(Coordinate annotation entries)
· · · ·
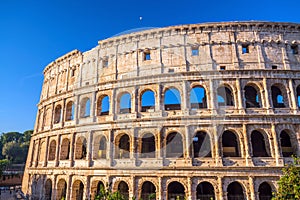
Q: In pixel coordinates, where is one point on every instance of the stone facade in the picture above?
(195, 111)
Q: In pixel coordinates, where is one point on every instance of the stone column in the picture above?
(239, 96)
(189, 187)
(251, 188)
(87, 191)
(221, 195)
(72, 147)
(57, 149)
(159, 193)
(292, 97)
(89, 149)
(185, 106)
(267, 97)
(247, 144)
(278, 158)
(211, 94)
(187, 142)
(54, 191)
(69, 187)
(46, 152)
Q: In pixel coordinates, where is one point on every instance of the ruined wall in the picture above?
(222, 58)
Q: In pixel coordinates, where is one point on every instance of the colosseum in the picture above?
(199, 111)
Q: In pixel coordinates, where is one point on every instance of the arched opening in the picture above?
(103, 106)
(57, 114)
(77, 190)
(235, 191)
(205, 191)
(172, 99)
(148, 191)
(70, 111)
(125, 103)
(65, 149)
(277, 97)
(123, 189)
(230, 145)
(148, 146)
(52, 150)
(85, 107)
(265, 191)
(102, 148)
(201, 145)
(259, 144)
(61, 189)
(48, 189)
(174, 145)
(298, 96)
(252, 97)
(225, 96)
(198, 98)
(148, 100)
(124, 147)
(286, 145)
(176, 191)
(100, 188)
(80, 149)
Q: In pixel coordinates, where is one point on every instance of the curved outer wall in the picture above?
(213, 55)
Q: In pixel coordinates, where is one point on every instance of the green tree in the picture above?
(289, 183)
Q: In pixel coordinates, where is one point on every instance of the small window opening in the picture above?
(73, 72)
(147, 55)
(295, 49)
(195, 51)
(222, 67)
(105, 63)
(245, 48)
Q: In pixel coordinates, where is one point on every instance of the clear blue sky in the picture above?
(34, 33)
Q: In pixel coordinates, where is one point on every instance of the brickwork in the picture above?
(231, 143)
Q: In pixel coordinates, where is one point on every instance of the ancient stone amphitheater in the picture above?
(199, 111)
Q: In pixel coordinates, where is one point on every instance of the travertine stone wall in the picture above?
(231, 55)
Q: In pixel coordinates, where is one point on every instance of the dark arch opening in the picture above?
(48, 189)
(172, 99)
(277, 97)
(298, 96)
(258, 142)
(230, 145)
(148, 100)
(123, 189)
(265, 191)
(201, 145)
(124, 147)
(100, 188)
(225, 96)
(286, 145)
(57, 114)
(174, 145)
(103, 106)
(176, 191)
(235, 191)
(252, 97)
(148, 191)
(70, 111)
(198, 98)
(125, 103)
(148, 146)
(205, 191)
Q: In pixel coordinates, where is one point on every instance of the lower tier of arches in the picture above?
(67, 186)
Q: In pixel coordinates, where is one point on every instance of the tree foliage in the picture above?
(14, 146)
(289, 183)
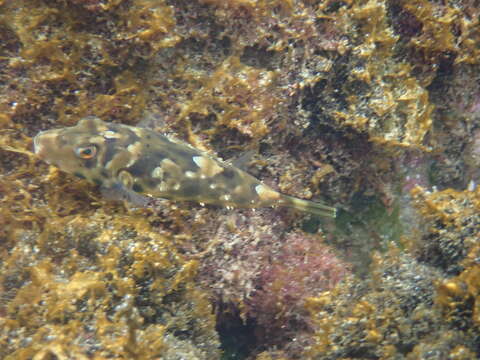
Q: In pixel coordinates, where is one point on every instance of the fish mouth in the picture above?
(41, 143)
(38, 148)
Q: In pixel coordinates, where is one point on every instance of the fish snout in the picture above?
(42, 142)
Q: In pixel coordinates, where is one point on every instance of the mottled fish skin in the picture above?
(141, 161)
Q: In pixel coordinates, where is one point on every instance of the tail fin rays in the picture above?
(310, 207)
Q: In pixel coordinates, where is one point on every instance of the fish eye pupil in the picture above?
(86, 152)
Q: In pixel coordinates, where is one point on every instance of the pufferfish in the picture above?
(138, 164)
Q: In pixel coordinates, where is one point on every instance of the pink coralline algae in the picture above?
(301, 268)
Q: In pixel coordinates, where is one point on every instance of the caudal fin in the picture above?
(309, 206)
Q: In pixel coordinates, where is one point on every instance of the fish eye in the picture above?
(86, 152)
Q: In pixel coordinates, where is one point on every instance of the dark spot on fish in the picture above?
(89, 164)
(97, 181)
(80, 175)
(137, 188)
(132, 138)
(228, 173)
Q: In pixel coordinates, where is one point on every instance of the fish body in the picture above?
(138, 162)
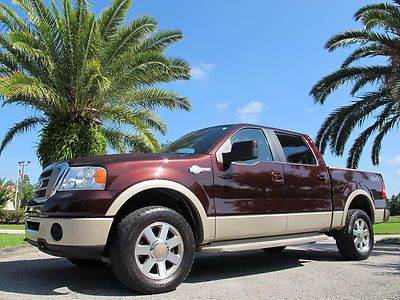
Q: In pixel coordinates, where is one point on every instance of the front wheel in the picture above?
(356, 239)
(152, 250)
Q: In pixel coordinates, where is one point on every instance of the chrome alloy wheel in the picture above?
(159, 250)
(361, 236)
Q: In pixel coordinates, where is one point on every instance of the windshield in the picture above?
(198, 142)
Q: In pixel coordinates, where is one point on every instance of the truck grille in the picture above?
(48, 181)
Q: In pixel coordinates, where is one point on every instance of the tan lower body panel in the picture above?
(76, 231)
(379, 215)
(260, 243)
(309, 221)
(252, 226)
(249, 226)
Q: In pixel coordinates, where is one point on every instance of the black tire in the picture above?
(87, 263)
(127, 235)
(274, 249)
(345, 239)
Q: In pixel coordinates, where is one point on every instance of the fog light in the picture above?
(56, 232)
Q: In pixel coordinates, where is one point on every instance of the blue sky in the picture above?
(253, 61)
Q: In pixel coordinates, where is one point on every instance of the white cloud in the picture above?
(251, 111)
(221, 106)
(201, 70)
(395, 160)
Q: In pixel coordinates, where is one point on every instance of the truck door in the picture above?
(249, 195)
(307, 185)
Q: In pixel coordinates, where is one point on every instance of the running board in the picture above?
(260, 243)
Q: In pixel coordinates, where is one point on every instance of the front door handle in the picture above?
(277, 177)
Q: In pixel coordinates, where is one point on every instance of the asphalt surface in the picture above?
(313, 271)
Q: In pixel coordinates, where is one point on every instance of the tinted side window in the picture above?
(295, 148)
(264, 152)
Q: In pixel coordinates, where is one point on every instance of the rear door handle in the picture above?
(277, 177)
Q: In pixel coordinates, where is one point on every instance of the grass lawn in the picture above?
(391, 227)
(12, 240)
(12, 226)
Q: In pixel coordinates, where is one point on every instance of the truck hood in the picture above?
(111, 158)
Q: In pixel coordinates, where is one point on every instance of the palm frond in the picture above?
(351, 37)
(155, 98)
(330, 83)
(113, 17)
(21, 127)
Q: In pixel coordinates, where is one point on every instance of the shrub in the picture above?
(12, 216)
(63, 141)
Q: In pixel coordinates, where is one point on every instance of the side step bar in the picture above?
(259, 243)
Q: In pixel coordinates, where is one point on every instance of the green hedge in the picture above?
(12, 216)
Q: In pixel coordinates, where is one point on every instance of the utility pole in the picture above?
(21, 169)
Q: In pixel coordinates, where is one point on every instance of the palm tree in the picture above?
(376, 87)
(6, 193)
(90, 79)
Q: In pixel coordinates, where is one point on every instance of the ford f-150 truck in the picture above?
(218, 189)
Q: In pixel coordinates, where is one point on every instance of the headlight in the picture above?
(84, 178)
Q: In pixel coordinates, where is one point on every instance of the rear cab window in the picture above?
(295, 148)
(252, 134)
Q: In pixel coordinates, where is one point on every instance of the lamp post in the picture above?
(21, 169)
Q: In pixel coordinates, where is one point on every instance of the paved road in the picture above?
(307, 271)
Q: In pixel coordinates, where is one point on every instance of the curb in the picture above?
(7, 252)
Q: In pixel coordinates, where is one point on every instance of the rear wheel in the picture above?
(275, 249)
(356, 239)
(87, 263)
(152, 250)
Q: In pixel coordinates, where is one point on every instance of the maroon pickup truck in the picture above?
(218, 189)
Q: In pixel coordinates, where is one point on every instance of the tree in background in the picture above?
(5, 192)
(89, 78)
(380, 37)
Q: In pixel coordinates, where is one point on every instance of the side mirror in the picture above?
(241, 151)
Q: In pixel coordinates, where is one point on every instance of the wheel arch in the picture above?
(359, 199)
(185, 201)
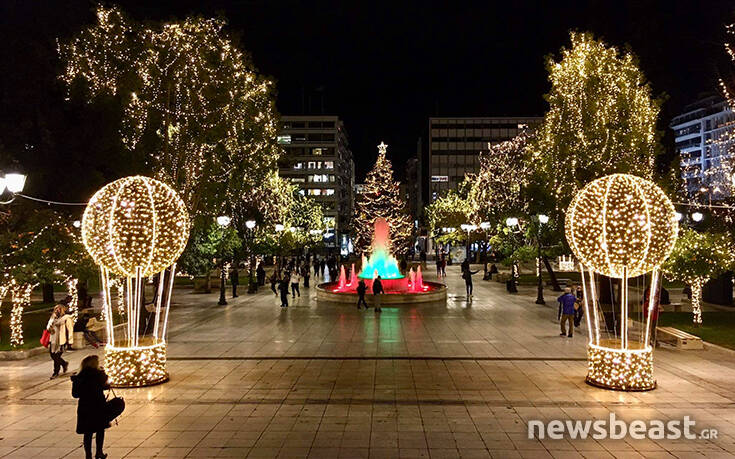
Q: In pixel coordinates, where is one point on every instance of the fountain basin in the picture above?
(431, 291)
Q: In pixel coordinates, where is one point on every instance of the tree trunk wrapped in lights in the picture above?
(696, 258)
(136, 227)
(381, 198)
(620, 226)
(601, 120)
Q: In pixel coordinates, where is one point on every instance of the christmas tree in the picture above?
(381, 198)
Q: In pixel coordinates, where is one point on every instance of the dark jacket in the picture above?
(377, 287)
(88, 387)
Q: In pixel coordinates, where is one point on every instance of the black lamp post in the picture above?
(252, 285)
(222, 221)
(542, 220)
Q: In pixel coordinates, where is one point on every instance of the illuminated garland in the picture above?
(381, 198)
(189, 91)
(21, 294)
(601, 119)
(696, 258)
(71, 290)
(497, 190)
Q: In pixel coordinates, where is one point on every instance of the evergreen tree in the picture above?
(381, 198)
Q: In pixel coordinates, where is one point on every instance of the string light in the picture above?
(135, 222)
(21, 295)
(620, 226)
(71, 290)
(177, 80)
(696, 258)
(601, 118)
(136, 367)
(628, 370)
(136, 227)
(381, 198)
(621, 221)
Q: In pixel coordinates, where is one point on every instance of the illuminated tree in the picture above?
(191, 99)
(498, 190)
(696, 258)
(381, 198)
(601, 120)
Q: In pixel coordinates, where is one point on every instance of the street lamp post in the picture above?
(469, 228)
(513, 222)
(542, 220)
(252, 285)
(13, 183)
(223, 221)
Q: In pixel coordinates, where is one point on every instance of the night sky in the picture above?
(385, 68)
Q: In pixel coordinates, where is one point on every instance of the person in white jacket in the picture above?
(56, 326)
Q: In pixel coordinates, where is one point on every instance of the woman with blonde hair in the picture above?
(88, 386)
(57, 329)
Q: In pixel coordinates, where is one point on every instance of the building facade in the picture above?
(703, 136)
(319, 161)
(455, 145)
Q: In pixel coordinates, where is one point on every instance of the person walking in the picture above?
(377, 292)
(305, 274)
(654, 312)
(295, 281)
(283, 288)
(275, 278)
(88, 385)
(579, 312)
(567, 307)
(260, 274)
(234, 280)
(361, 290)
(56, 327)
(467, 274)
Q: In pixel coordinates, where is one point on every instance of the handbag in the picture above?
(45, 338)
(114, 407)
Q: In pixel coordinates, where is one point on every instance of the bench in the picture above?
(680, 339)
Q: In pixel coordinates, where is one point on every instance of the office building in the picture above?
(703, 136)
(319, 161)
(456, 143)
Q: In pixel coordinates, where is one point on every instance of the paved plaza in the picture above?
(251, 379)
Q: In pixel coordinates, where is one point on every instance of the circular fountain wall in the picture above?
(399, 288)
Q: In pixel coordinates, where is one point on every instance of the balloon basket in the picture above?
(137, 366)
(610, 367)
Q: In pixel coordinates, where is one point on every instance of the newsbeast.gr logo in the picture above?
(616, 429)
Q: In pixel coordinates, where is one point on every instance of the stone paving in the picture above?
(458, 380)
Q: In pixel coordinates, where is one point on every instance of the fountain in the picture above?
(399, 288)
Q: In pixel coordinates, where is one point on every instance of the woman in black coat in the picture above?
(88, 386)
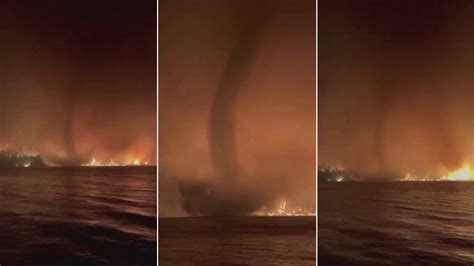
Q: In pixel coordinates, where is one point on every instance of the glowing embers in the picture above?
(134, 162)
(284, 209)
(462, 174)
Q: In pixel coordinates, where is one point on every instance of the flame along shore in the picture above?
(133, 162)
(284, 210)
(338, 174)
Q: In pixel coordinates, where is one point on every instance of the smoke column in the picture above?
(226, 194)
(221, 121)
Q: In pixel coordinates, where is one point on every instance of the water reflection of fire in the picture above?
(284, 210)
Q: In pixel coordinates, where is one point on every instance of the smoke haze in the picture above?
(395, 85)
(78, 79)
(237, 105)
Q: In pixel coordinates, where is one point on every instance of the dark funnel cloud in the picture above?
(395, 85)
(242, 57)
(236, 105)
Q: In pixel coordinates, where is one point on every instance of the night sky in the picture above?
(396, 85)
(78, 79)
(237, 97)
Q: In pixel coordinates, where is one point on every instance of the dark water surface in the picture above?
(237, 241)
(78, 216)
(396, 223)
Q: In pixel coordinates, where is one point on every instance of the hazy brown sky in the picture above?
(273, 111)
(84, 69)
(396, 84)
· · · ·
Written request
Reproduce the listing above exactly from the line containing "smoke column in the picture above?" through its last line, with both of those lines included.

Task result
Q: In pixel coordinates, where is one point on every instance of the smoke column in the picture above?
(226, 194)
(221, 121)
Q: In pixel coordinates, where is one point on every instance of the water reflection of fire in the picture above?
(284, 210)
Q: In pixel coordinates, where is one point on every instance of the smoke haze in the picture above?
(395, 85)
(78, 79)
(237, 105)
Q: In pixel coordinates, where is one point on every instance of the dark funnel cloud in the picture above?
(395, 85)
(242, 57)
(236, 105)
Q: In pixel coordinates, where is one point on every instance of the night sky in the picture above?
(396, 85)
(78, 79)
(237, 97)
Q: In pixel coordinates, where is one point on every instance of the dark water surface in the picture above?
(237, 241)
(78, 216)
(396, 223)
Q: In pixel coordinates, where is one point on every instance of the hazy brown sky in the picture above?
(273, 111)
(84, 69)
(396, 84)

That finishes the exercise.